Short task. Revise the stretch from the start of the records through the line containing "<point>397,91</point>" by replacing "keypoint" with "marker" and leaving everything else unchanged. Omit the pictures from your answer.

Available data.

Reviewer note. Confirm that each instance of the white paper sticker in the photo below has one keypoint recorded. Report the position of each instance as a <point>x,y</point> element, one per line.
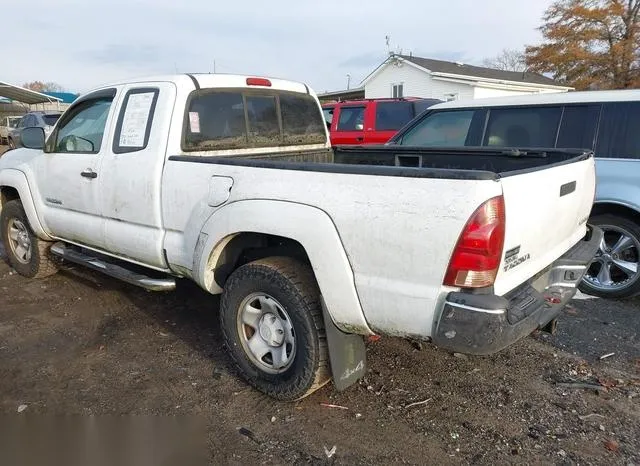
<point>194,122</point>
<point>136,117</point>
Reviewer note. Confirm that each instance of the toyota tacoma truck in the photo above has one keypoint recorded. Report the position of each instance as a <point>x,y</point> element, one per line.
<point>231,181</point>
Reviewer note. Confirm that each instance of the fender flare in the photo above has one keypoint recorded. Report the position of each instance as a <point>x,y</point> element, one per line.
<point>309,226</point>
<point>12,178</point>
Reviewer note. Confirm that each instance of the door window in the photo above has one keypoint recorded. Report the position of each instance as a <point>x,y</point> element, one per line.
<point>523,127</point>
<point>578,127</point>
<point>618,135</point>
<point>83,128</point>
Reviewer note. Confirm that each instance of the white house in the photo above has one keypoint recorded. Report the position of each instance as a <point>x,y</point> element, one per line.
<point>410,76</point>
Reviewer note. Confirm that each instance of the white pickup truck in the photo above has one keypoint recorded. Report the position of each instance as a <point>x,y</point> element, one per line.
<point>230,181</point>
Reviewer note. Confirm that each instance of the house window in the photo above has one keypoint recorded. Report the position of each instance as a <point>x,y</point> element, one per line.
<point>397,91</point>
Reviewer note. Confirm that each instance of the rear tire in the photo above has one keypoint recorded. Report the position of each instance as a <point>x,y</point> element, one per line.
<point>611,273</point>
<point>27,254</point>
<point>272,324</point>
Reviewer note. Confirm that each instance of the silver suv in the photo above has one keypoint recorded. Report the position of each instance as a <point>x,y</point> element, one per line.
<point>607,122</point>
<point>45,120</point>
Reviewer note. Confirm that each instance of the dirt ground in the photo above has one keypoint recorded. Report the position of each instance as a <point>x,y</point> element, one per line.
<point>82,344</point>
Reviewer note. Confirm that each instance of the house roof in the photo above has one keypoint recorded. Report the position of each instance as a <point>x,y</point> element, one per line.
<point>440,66</point>
<point>23,95</point>
<point>478,72</point>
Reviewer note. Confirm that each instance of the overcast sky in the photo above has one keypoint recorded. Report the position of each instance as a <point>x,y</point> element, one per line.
<point>84,43</point>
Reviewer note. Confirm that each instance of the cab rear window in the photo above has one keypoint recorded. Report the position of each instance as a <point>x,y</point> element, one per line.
<point>232,119</point>
<point>391,116</point>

Result for this task.
Reviewer note. Confirm that each instance of the white paper sticker in the photo below has one marker recorded. Report the position of each instance as a <point>x,y</point> element, one per line.
<point>194,122</point>
<point>136,117</point>
Reviewer note. Confirm that each instance of the toyota tacoma truck in the photo above has one marker recorded. Report the position of each instance as a <point>x,y</point> element, one per line.
<point>231,181</point>
Reviewer note. Confirm that each instance of the fender flare in the photo above has one marker recorded. Report the position of each instance as a <point>x,y</point> element, one per line.
<point>309,226</point>
<point>12,178</point>
Reviewer note. Confirm that each instance of the door window in the photo above has one marker recorded. Report the position of each instance as a <point>x,y</point> element, one per line.
<point>523,127</point>
<point>578,127</point>
<point>618,135</point>
<point>83,128</point>
Reviewer note. Confirm that each instance of the white house in the photo above has one marker recorded. Report the position of each instance as a <point>x,y</point> element, one per line.
<point>410,76</point>
Reviewer note. Confirm that each instance of the white pickup truck in the photo above has one marker recorded. Report the position of each instance as a <point>x,y</point> element, one per line.
<point>230,181</point>
Reviewer note. Confirm that each instance of the house window in the photo above has one marker recorded. Report the position of each instance as a <point>x,y</point> element, one per line.
<point>397,91</point>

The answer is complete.